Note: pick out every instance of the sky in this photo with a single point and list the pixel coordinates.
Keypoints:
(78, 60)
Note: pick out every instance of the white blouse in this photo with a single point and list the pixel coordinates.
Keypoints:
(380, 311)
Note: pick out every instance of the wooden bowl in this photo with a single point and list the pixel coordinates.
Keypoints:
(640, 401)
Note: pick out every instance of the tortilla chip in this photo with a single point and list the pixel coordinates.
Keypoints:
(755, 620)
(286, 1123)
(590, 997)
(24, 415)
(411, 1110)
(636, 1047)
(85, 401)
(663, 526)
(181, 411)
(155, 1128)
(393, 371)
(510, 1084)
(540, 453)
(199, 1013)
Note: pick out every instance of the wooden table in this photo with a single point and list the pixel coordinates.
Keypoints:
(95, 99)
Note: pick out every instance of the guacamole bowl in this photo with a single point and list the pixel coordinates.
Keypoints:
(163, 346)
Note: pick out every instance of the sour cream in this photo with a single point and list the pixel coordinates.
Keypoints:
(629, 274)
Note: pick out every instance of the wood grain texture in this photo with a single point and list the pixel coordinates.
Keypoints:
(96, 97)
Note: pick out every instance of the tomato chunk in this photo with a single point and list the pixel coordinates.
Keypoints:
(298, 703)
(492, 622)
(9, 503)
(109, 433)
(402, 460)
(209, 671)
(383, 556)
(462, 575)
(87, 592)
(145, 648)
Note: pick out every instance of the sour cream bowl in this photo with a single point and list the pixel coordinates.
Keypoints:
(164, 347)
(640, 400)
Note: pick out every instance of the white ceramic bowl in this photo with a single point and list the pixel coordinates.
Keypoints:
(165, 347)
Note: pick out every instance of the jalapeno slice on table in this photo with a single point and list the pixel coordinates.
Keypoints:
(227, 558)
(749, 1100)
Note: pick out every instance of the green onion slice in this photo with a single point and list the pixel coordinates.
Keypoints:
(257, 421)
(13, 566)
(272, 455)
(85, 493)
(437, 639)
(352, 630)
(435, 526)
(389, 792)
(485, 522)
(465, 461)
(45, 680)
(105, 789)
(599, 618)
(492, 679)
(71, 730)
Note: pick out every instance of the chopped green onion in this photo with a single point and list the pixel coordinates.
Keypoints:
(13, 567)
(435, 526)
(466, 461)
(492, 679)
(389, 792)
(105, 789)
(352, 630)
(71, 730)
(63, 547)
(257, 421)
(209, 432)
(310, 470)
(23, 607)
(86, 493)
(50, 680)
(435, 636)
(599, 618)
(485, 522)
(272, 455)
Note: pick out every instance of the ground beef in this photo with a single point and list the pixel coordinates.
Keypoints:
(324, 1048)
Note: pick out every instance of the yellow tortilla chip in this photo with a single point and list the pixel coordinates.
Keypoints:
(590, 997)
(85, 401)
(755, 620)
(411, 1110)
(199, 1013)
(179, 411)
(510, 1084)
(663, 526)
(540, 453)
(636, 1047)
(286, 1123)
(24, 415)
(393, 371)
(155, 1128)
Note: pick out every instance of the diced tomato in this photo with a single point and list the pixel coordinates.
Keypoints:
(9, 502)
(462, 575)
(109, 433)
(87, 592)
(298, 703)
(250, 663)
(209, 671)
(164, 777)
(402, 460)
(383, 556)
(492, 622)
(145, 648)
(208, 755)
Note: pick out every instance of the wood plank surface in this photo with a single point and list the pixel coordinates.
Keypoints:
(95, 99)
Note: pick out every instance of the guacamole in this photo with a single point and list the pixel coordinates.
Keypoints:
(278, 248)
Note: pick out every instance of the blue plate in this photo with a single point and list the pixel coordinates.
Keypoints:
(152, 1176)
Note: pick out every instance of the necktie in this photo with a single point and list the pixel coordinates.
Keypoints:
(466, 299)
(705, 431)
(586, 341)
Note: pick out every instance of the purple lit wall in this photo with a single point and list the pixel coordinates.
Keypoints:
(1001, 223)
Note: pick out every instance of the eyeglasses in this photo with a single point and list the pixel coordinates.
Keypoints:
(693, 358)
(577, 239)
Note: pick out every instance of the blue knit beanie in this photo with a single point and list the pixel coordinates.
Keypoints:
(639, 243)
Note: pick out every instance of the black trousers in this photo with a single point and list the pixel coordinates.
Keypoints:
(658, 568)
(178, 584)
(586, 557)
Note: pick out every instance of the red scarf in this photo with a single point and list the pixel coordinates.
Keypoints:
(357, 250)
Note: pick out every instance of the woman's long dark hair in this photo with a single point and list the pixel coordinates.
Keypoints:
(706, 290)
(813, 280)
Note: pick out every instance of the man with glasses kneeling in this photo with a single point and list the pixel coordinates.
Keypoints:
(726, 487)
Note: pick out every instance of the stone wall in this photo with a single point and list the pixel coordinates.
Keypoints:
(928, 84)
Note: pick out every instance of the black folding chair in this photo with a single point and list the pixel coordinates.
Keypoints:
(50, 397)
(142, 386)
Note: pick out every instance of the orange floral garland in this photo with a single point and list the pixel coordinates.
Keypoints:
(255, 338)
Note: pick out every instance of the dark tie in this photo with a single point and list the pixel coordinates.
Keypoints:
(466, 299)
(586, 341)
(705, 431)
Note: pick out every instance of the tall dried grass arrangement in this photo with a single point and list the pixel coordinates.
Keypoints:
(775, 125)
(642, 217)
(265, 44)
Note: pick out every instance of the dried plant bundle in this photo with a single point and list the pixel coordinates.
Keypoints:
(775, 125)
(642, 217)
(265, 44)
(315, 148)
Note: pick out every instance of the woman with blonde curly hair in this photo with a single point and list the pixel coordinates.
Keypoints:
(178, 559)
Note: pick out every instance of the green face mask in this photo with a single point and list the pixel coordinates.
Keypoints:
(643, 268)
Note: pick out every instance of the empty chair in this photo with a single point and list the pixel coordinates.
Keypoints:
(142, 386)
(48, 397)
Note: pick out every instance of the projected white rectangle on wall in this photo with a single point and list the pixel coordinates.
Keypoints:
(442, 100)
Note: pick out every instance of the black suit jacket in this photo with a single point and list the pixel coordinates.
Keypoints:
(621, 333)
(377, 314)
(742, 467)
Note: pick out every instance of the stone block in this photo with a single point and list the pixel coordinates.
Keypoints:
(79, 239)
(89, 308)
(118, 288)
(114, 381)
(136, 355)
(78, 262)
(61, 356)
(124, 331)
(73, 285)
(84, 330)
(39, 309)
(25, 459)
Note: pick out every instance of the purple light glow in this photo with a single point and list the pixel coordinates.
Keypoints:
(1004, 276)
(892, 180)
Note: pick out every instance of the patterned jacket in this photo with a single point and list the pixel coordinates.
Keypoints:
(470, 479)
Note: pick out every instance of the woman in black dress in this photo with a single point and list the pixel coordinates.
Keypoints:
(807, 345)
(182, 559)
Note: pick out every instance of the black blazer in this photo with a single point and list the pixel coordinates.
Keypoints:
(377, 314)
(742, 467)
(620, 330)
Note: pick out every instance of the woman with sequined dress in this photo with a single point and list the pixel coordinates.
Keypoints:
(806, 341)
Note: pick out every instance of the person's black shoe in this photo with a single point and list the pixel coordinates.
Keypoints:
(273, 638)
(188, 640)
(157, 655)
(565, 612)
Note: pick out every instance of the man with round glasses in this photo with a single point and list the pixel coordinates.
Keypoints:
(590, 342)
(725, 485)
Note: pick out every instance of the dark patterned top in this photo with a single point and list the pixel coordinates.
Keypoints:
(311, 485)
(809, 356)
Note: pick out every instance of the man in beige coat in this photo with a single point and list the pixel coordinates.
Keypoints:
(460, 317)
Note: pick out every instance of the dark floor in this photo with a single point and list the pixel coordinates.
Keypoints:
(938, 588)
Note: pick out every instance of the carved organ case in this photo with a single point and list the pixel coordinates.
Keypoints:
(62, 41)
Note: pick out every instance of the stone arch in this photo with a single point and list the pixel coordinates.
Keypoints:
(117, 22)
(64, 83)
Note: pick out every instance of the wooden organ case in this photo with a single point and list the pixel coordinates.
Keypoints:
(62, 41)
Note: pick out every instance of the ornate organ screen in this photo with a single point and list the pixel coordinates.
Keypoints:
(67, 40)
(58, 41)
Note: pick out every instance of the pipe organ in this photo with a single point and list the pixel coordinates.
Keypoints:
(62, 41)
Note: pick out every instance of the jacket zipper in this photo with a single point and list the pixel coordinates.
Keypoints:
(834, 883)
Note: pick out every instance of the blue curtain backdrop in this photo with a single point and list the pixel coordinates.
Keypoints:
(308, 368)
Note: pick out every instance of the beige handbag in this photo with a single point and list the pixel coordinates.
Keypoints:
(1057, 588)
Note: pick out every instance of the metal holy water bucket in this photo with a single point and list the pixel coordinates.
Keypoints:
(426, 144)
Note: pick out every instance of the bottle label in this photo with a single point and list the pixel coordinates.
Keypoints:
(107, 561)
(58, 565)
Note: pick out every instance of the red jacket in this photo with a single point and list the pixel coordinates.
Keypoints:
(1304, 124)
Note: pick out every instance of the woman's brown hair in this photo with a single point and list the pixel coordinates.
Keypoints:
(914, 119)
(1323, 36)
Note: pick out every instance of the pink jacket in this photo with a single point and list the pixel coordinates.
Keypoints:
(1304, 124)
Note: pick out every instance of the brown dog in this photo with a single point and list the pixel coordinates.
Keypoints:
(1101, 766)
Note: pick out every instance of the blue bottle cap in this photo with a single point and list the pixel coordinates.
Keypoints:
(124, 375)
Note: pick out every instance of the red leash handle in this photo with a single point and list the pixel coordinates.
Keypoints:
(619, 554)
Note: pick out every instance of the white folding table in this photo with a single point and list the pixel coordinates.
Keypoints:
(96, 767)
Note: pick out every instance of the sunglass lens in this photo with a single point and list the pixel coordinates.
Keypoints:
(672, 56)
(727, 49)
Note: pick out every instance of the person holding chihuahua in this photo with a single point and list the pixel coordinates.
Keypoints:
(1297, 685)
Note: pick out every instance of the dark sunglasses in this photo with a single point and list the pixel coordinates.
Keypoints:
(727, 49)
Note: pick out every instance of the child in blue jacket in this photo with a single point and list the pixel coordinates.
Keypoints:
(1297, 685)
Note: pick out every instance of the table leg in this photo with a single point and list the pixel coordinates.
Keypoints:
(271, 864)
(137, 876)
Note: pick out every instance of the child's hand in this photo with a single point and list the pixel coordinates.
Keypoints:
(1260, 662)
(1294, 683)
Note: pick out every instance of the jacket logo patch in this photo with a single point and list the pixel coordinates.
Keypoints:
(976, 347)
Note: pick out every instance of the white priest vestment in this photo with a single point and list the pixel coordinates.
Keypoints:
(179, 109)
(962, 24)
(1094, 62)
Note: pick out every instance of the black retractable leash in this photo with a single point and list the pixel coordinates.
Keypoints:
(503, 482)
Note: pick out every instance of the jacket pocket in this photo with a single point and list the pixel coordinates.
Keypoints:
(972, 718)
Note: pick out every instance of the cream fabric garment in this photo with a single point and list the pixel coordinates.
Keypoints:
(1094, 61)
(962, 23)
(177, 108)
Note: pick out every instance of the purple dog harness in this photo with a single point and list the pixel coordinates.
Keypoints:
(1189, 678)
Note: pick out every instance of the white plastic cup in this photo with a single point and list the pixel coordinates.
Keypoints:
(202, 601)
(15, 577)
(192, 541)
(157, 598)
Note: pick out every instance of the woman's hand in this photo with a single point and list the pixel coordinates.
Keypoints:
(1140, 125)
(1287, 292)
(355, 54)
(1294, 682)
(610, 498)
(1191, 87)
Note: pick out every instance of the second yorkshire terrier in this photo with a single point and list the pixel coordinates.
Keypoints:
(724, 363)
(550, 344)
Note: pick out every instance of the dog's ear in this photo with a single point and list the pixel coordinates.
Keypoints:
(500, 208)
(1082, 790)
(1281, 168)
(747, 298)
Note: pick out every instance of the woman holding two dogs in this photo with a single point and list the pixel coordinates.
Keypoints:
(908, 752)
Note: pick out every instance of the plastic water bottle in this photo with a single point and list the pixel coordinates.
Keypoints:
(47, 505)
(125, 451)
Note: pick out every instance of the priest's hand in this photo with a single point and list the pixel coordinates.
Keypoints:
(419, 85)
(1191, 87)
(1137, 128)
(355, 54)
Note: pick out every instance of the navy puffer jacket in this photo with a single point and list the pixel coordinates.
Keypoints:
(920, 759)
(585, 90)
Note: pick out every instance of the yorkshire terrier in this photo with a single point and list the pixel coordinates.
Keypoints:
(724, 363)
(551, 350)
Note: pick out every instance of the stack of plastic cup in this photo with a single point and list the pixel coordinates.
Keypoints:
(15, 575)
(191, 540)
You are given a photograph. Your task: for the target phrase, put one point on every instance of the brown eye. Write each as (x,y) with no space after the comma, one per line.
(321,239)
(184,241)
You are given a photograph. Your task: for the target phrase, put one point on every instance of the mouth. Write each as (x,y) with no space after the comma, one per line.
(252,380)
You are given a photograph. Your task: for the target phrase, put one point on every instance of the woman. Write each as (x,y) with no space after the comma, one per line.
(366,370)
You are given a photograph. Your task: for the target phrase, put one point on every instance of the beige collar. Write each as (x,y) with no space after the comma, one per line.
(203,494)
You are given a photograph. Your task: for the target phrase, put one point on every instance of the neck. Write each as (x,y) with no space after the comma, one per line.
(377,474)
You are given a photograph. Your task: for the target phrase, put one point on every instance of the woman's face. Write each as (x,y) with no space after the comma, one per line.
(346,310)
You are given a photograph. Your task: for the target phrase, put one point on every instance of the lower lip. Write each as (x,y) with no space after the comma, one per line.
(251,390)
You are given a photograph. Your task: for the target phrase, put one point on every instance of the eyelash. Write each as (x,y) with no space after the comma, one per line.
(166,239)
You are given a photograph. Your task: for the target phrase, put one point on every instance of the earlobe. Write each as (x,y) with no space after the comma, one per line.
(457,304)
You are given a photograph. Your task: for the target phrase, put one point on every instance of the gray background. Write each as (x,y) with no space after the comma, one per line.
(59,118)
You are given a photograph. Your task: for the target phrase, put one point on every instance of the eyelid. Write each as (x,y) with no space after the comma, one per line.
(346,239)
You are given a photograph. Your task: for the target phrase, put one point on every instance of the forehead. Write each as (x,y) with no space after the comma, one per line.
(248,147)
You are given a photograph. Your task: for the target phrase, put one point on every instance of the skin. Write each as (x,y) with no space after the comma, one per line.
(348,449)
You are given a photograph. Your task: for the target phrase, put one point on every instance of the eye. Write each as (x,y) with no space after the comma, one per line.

Short task: Copy exactly the lines of the listing above, beginning at the line with "of the forehead." and ending at its final line; write out nothing else.

Written reply:
You are given a photograph. Your task: for the target phrase, put one point on every instance of the forehead. Write each as (x,y) with no space after the comma, one per line.
(248,147)
You are given a photograph. Your task: for the target phrase, put one point on every instance of the skin. Write each as (x,y) with no space after the comma, one per line.
(348,449)
You are given a photograph. Your task: for the target phrase, put one point on every instance of the eye. Write each as (x,y) with no space after the comma, one per line.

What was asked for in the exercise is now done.